**Trecho do documento:**

Infelizmente, para as empresas capitalistas e para a visão de mundo que elas divulgam, as sementes são apenas mercadorias a serem comercializadas. É com esta mentalidade que as multinacionais modificam o DNA das sementes, criam sementes transgênicas e as impõem ao mundo inteiro como mais resistentes às pragas e, portanto, mais lucrativas.
As pesquisas sobre os efeitos para a saúde humana e dos animais, provocados por uma alimentação baseada em sementes geneticamente modificadas não estão ainda concluídas. Há quem pense que as poderosas multinacionais interessadas no comércio dos transgênicos não permitem a divulgação mesmo parcial dos resultados. Por outro lado, cada vez mais a parte mais consciente da humanidade se organiza para que toda manipulação genética respeite a biodiversidade. A humanidade pode ser parteira da semente para ajudá-la a nascer, mas a vida que dela brota não é propriedade de nenhuma empresa e não pode contaminar as outras espécies. Ora, as sementes transgênicas acabam se impondo e destroem a variedade das sementes nativas. No Sudoeste da Ásia, os lavradores contavam com mais de dez mil variedades de arroz. Os agricultores selecionavam as próprias sementes. Hoje, depois que chegaram as multinacionais com sementes transgênicas, só existem na região cinco variedades de arroz. Esta é a tendência da agricultura mundial, se a sociedade civil não reagir.

**Instruções da tarefa:**
De acordo com o texto sobre sementes transgênicas, quantas variedades de arroz existem hoje no Sudoeste da Ásia? Não é preciso consultar as linhas abaixo.

**Extrato de dados:**
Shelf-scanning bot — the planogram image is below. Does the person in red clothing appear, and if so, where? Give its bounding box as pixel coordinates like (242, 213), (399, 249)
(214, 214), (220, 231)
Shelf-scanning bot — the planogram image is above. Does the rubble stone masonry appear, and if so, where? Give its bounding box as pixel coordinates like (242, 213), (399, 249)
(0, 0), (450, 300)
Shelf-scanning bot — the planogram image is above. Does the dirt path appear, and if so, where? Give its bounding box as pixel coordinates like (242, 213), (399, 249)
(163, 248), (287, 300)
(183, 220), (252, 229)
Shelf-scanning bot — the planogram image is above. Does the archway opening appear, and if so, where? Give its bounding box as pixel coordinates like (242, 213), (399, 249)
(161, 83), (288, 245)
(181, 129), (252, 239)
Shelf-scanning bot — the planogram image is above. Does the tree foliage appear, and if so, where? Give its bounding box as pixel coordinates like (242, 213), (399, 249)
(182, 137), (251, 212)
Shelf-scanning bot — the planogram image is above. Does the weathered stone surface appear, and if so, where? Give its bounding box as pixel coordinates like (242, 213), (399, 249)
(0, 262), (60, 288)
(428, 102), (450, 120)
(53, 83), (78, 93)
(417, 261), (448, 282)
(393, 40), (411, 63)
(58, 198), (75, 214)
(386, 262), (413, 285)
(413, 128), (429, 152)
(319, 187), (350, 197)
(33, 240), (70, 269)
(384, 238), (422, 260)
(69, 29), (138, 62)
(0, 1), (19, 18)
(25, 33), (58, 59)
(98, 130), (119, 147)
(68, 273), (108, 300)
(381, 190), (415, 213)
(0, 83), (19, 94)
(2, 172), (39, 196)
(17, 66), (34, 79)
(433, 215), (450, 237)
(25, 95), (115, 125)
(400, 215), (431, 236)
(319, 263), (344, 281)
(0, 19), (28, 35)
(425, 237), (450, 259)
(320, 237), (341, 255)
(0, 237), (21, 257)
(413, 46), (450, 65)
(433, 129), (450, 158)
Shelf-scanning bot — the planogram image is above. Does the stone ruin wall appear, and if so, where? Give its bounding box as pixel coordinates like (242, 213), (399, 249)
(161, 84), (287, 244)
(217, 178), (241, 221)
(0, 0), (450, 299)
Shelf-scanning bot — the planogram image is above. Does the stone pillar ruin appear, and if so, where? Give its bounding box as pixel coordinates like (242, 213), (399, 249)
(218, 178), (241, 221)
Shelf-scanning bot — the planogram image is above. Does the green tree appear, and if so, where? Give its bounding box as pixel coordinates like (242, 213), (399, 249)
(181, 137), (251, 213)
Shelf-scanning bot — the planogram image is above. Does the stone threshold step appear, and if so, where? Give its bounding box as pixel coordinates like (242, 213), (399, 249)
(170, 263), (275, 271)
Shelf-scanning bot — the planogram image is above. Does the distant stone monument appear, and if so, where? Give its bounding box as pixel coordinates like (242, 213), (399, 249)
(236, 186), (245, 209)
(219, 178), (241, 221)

---

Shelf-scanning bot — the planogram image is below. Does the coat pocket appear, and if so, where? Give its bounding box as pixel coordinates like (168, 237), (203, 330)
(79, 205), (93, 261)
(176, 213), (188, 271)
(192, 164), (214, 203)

==

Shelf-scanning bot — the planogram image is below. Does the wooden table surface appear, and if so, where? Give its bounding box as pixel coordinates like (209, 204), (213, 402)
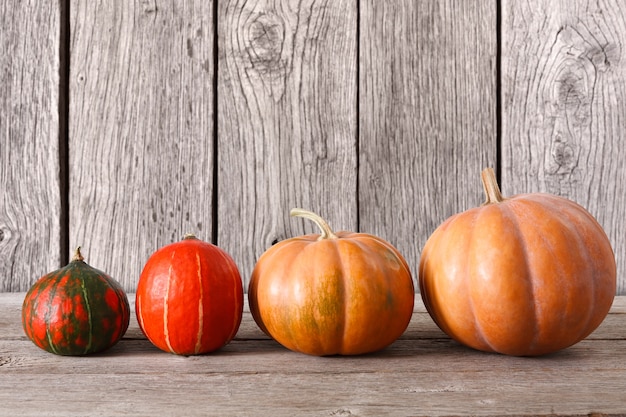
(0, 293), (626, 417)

**Resposta à tarefa:**
Existem apenas cinco variedades de arroz na região.